→ Given request: Reproduce the listing below word for word, leaving out the pictures.

----- Exercise materials

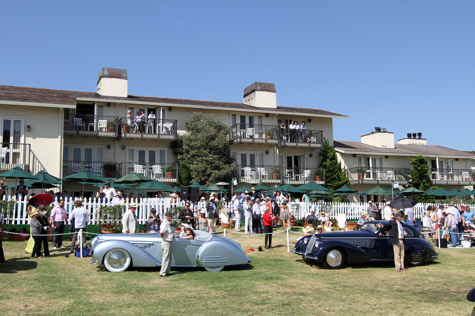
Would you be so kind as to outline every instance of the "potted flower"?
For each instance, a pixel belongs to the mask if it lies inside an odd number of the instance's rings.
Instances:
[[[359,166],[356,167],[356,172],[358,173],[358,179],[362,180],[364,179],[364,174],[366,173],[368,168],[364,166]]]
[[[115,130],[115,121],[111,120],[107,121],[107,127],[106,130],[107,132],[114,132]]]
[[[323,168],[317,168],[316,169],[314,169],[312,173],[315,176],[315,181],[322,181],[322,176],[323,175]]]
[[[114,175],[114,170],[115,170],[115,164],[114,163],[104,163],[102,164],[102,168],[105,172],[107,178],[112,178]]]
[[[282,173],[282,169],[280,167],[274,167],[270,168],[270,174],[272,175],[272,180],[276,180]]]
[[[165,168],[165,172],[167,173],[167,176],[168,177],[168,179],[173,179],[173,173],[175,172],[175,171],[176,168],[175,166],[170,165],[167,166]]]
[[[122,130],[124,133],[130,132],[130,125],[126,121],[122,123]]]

----------

→ Final answer:
Would you be so kind as to outline every instance of the "potted flower"?
For each instance, a pixel belongs to the mask if it lies inside an odd number of the instance's rings.
Instances:
[[[359,166],[356,167],[356,172],[358,173],[358,179],[362,180],[364,179],[364,174],[366,173],[368,168],[364,166]]]
[[[115,130],[115,121],[111,120],[107,121],[107,127],[106,130],[107,132],[114,132]]]
[[[323,168],[317,168],[316,169],[314,169],[312,173],[315,176],[315,181],[322,181],[322,176],[323,175]]]
[[[114,175],[114,170],[115,170],[115,164],[114,163],[104,163],[102,164],[102,168],[105,172],[107,178],[112,178]]]
[[[282,173],[282,169],[280,167],[274,167],[270,168],[270,174],[272,175],[272,180],[276,180]]]
[[[165,168],[165,172],[167,173],[167,176],[168,177],[168,179],[173,179],[173,173],[175,172],[175,171],[176,168],[175,166],[170,165],[167,166]]]
[[[122,130],[124,133],[130,132],[130,125],[126,121],[122,123]]]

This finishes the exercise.